Text provided:
####

Drawing On Classic References, ‘Boss Baby’ Director Tom McGrath Explores A Fresh Look
After co-directing each of Dreamworks’ Madagascar films and helming Megamind, Tom McGrath’s newest project is The Boss Baby, an animated feature based on a book by Marla Frazee about a baby in a suit who takes over his new parents’ house, much to the chagrin of his older brother Tim.
McGrath saw The Boss Baby as a way to shake things up a little in terms of animation and design at Dreamworks. And that’s exactly what the film does – eschewing the standard cg look for more graphic, stylized, and stark designs.
In this interview with Cartoon Brew, the director discusses how he came to those design decisions, how he drew upon classic sources of inspirations to inspire the look of the film, and how the child point of view was crucial in telling the story.
Cartoon Brew: It feels like the design in this film is something different from what we’ve seen before, especially in the look of the characters, which are somewhat simplified. Can you talk about that approach?

####

Raw records:
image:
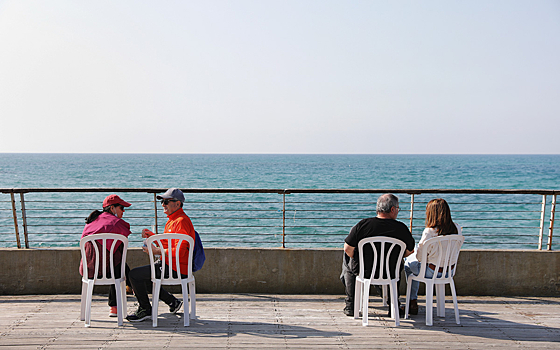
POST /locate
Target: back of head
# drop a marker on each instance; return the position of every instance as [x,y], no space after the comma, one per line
[386,202]
[438,215]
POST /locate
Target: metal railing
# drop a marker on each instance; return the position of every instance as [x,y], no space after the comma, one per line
[54,217]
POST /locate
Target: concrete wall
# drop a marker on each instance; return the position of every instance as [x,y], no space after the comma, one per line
[283,271]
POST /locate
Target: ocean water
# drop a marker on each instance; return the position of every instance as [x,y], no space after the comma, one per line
[274,172]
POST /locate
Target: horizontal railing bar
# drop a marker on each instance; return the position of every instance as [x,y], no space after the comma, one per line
[285,191]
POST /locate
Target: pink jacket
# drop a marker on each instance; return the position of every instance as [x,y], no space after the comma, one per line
[105,223]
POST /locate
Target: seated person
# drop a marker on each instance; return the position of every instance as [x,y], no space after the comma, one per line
[178,222]
[384,224]
[438,223]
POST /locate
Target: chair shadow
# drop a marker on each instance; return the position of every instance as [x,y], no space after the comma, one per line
[482,324]
[224,329]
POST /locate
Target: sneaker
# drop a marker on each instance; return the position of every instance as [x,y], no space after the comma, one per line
[113,312]
[176,306]
[140,315]
[349,311]
[129,290]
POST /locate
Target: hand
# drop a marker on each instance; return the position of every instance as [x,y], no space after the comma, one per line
[155,250]
[146,233]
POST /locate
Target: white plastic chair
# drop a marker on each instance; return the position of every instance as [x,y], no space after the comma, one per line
[448,248]
[187,284]
[361,298]
[106,240]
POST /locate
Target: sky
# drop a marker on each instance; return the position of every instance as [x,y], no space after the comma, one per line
[304,77]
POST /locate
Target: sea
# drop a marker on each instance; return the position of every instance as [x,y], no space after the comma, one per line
[266,171]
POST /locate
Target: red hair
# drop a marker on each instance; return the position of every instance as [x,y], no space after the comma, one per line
[438,216]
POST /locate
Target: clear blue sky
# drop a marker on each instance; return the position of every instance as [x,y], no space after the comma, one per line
[280,76]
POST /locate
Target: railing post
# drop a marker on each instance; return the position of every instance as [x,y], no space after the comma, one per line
[541,231]
[411,211]
[551,228]
[284,219]
[155,211]
[14,214]
[24,221]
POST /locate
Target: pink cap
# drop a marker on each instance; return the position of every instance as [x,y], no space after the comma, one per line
[114,199]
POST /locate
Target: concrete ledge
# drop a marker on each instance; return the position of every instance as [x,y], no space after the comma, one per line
[286,271]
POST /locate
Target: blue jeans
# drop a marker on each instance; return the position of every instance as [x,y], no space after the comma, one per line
[413,267]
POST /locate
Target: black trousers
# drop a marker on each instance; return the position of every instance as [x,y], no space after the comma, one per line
[141,277]
[112,290]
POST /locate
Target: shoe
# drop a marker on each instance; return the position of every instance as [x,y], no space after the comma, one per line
[400,308]
[412,308]
[176,306]
[348,311]
[113,312]
[140,315]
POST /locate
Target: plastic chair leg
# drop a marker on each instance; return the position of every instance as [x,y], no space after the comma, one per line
[357,299]
[454,294]
[83,302]
[365,302]
[384,294]
[186,309]
[429,303]
[408,288]
[123,298]
[440,299]
[118,290]
[192,292]
[89,298]
[156,286]
[395,303]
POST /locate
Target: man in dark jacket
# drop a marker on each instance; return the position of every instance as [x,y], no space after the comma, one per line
[384,224]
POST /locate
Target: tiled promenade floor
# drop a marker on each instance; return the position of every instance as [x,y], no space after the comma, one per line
[241,321]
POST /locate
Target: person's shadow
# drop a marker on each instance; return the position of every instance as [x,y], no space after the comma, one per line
[481,324]
[225,328]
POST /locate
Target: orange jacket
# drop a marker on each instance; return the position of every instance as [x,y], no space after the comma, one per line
[178,222]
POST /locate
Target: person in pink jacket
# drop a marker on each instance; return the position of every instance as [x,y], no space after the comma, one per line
[107,221]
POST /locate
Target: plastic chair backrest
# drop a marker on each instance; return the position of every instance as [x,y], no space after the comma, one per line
[448,248]
[109,242]
[168,259]
[387,245]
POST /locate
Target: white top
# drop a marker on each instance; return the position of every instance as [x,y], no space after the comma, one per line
[433,253]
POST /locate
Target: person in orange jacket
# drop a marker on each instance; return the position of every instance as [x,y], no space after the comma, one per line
[178,222]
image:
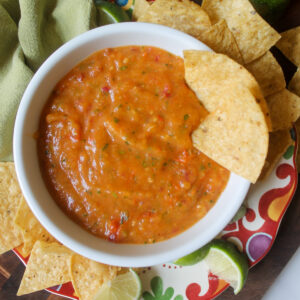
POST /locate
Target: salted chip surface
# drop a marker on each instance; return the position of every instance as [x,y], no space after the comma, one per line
[268,74]
[215,77]
[289,45]
[235,133]
[219,38]
[294,85]
[253,34]
[48,266]
[31,228]
[279,141]
[284,109]
[10,196]
[88,276]
[183,15]
[140,6]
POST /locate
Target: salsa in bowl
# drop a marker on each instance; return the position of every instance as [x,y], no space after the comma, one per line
[115,152]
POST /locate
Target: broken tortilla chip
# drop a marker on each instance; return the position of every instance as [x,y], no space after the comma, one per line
[48,266]
[10,196]
[31,228]
[183,15]
[235,133]
[252,33]
[268,74]
[220,39]
[284,109]
[294,85]
[289,45]
[223,73]
[88,276]
[140,6]
[279,141]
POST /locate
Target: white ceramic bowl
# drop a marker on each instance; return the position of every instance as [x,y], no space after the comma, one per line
[33,186]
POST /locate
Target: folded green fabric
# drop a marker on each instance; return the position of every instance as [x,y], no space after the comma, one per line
[14,77]
[47,24]
[43,27]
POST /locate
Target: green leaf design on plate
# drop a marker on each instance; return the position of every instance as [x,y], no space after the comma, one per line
[178,297]
[157,289]
[289,152]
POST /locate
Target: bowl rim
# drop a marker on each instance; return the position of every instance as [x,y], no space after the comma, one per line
[115,258]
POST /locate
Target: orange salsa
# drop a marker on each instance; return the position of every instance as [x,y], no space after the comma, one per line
[115,147]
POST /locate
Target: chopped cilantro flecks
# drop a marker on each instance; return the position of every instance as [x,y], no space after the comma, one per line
[105,147]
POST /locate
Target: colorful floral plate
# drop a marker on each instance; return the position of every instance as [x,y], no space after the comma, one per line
[254,234]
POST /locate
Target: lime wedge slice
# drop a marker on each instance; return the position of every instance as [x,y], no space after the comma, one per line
[225,261]
[110,13]
[194,257]
[126,286]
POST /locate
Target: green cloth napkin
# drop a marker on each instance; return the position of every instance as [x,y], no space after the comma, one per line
[26,41]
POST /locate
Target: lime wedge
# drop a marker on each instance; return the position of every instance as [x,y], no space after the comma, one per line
[110,13]
[193,257]
[126,286]
[225,261]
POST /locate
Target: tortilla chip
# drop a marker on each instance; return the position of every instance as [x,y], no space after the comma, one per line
[284,109]
[88,276]
[252,33]
[279,141]
[31,228]
[223,73]
[140,7]
[289,45]
[10,196]
[48,266]
[268,74]
[183,15]
[294,85]
[235,134]
[219,38]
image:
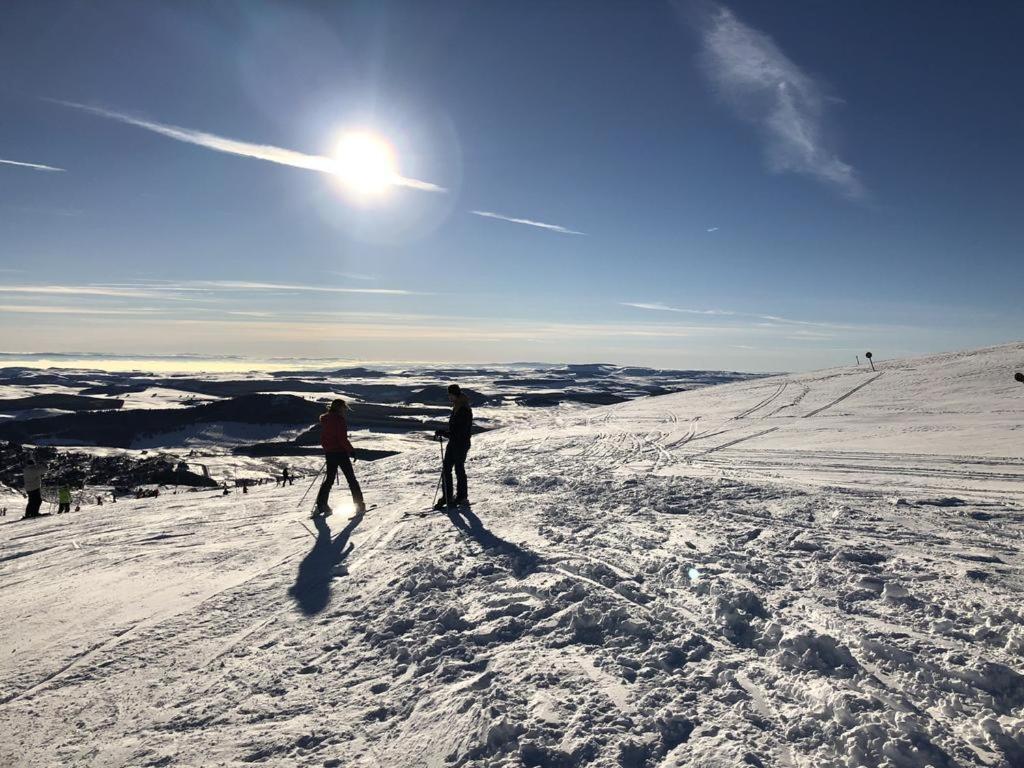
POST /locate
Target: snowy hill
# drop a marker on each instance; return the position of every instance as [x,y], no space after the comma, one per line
[819,569]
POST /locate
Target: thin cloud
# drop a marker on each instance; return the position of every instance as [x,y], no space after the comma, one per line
[34,309]
[666,308]
[111,292]
[766,88]
[33,166]
[354,275]
[244,286]
[267,153]
[766,321]
[527,222]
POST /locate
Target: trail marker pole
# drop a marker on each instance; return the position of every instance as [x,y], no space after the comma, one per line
[315,477]
[440,475]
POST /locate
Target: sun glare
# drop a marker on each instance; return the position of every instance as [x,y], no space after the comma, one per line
[367,164]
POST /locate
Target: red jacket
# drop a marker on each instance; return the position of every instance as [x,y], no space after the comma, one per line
[334,434]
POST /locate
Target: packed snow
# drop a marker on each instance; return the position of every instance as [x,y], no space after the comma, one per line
[814,570]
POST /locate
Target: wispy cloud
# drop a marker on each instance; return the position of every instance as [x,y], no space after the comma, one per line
[766,88]
[267,153]
[527,222]
[766,321]
[37,309]
[657,306]
[354,275]
[186,291]
[104,291]
[290,287]
[33,166]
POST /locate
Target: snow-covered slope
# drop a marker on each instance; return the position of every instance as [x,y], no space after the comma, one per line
[811,570]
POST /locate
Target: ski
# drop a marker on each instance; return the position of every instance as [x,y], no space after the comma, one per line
[314,514]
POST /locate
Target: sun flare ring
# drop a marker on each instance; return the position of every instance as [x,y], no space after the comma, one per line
[366,164]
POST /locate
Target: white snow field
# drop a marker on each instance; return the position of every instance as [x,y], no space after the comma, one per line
[815,570]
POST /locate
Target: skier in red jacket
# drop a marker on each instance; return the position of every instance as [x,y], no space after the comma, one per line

####

Direction 1: Count the lines in the entries above that contain the string "jacket", and reply with the number alone.
Direction 2: Write the next part of the Boss Baby interview above, picking up after its final line.

Final result 1: 7

Final result 2:
Tom McGrath: Well, I always self-criticize my own movies of the past and Dreamworks movies too, and I kind of felt around the whole industry that everyone was trying to do very realistic stuff. Even if they’re really caricatured designs, you’d still see all these pores and the blood vessels. To me it was this weird mixture. I loved animation when it was 2D, and that’s when I got into it 30 years ago. And I’ve been always trying to do in the computer what I loved about traditional animation.
I just wanted to approach it like you would a 2D movie. So I hired Joe Moshier [as our character designer], who is very graphic and very stylized, and I wanted the eyes to be more appealing, which is a slightly larger pupil. And I wanted to make sure that the modeled rigs could also do the kind of expressions you could only do hand-drawn.
It was challenging because initially there were too many controls on the characters for animators, so I sat with Carlos Puertolas, our head of animation. We actually shaved the number of controls in half so that we could make these really strong expressions. We’re both fans of Tex Avery and Chuck Jones. If you look at a film like One Froggy Evening, just the expressions that are drawn are funny. They could be a held drawing. And so we really wanted the acting and the broadness of the animation to shine like that.
How did that specifically influence the design?
Tom McGrath: There was a lot of work, knowing that’s the animation style we wanted to do, making the design supportive of that. It’s still a cg movie but we didn’t want to get overly surfaced. And everything that is surfaced is just painted by hand.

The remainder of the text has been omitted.